PASSAGE TO READ start
Biker boots, beret and scarves a plenty,
she was out shaking her booty with bucket in hand.

Thumb forgotten, she was on a mission.
Now we are a furry family member missing
i.e. Lettice,
we can go out together... a novel experience!
Tunbridge Wells firework display.
Ted orchestrated his troops
to collect for the
Kent, Surrey & Sussex Air Ambulance.
Me being a shrinking violet, decided I would 
raid the Christmas lights and bedeck myself
with same.
Beret... sporting twenty six poppies, (last week
we were abroad collecting... so perks of the job...
 you can snaffle a handful!)
lit up like a Christmas tree, I waylaid all,
as you might imagine.

An old chap I got chatting to, started saying some very complementary
things, what's a girl to do?  Especially with an eye to money
of the folding kind!

As he was pulled away by his friends,
I said 

'Don't worry I'll catch you on the way out!'

I'm not proud...
it was for a good cause after all.

'You can catch me any time!'
his words echoed through the gloom, as his friends
lead him away.

Senility can strike when you least expect it! 



Saturday, 2 November 2013

Rapunzel is revolting...

From henceforth...
things are changing...
I'm letting my hair down.




From this day forth...
PASSAGE TO READ end
__GOAL A__
In the blog excerpt, which organization did Ted's troops collect for?
__GOAL B__
Say whether each statement agrees with the blog excerpt, answering yes or no and quoting the words that decide it: (i) The writer's beret carried twenty-six poppies. (ii) The collecting took place at a Christmas market. (iii) The old chap was pulled away by his friends.
__GOAL C__
Extend the blog excerpt, picking up after its final line, "From this day forth..."
EXCERPTED DATA start
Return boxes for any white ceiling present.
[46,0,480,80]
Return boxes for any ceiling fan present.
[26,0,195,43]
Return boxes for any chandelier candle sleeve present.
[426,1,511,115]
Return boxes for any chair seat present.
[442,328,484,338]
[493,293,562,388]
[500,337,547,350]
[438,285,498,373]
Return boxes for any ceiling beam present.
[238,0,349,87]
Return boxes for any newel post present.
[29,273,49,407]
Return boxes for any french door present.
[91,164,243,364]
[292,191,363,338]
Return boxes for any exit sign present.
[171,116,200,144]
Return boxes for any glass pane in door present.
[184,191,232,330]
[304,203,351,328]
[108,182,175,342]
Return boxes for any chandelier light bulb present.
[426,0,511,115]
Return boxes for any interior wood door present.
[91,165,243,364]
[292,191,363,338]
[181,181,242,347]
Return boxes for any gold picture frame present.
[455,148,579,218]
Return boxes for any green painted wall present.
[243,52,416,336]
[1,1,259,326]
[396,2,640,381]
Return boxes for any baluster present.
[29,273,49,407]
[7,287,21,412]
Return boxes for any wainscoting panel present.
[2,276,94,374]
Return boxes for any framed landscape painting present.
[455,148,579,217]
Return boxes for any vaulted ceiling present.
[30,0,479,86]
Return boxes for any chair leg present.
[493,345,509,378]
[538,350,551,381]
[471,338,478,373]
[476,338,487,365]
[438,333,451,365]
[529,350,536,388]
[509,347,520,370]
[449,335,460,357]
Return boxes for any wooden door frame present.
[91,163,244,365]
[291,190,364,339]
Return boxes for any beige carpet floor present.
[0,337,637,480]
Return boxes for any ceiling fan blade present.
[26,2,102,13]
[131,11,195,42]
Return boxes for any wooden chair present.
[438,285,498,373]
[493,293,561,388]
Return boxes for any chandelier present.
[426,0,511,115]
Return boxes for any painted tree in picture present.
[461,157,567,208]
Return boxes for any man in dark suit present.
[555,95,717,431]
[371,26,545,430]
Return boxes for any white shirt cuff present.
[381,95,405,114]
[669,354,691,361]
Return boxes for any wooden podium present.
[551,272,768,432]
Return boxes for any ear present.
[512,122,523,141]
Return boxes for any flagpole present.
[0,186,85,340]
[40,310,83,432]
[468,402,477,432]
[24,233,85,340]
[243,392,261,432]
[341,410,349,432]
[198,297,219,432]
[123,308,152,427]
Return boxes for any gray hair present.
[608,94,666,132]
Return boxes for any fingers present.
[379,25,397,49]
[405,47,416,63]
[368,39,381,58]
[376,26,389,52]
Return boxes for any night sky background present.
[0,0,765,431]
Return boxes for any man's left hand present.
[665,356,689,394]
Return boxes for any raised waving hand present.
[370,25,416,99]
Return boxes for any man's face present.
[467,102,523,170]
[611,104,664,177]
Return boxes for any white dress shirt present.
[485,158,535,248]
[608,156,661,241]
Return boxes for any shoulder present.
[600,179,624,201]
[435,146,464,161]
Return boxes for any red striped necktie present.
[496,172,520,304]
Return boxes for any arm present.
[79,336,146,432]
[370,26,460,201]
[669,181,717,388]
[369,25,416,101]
EXCERPTED DATA end
__RESPONSE A__
The Kent, Surrey & Sussex Air Ambulance.

__RESPONSE B__
(i) Yes: "Beret... sporting twenty six poppies"
(ii) No: "Tunbridge Wells firework display."
(iii) Yes: "As he was pulled away by his friends"

__RESPONSE C__
I'm no longer plucking,
a fruitless exercise if ever there was one.
My chin will bristle,
my tash will tassel.

I'm never going to
kiss anyone on
both cheeks, ever again.
When did we decide we
had to do it anyway?
We're not frigging French...
we're British, stiff upper lip
and all that...
okay from now on my upper lip
will be extra stiff with a hemp
fringe, but no worries.

I'm certainly never ever going to say...

'Moi?'

Instead I will cry...

'Wot me mate?'

I'm revolting in all quarters
and not one of them French.

My strops will become more astropalyptic,
my pontificating more pointed,
my thoughts on all and sundry more honest.
Never having had a horse, I'm taking up
horse riding, with the sole purpose of
riding rough shod over all who need
it telling... like it is...
Well in my candid opinion, that is!

Look out world...
I want to get back on! 

Monday, 28 October 2013

I can't do this anymore...

When you write a blog...
I think the criteria you must meet is...

1.  Be informative

2.  Be fun and full of fizz

3.  Say and do outrageous things

4.  Be entertaining

5.  Make folk chuckle

6.  Swear... if appropriate...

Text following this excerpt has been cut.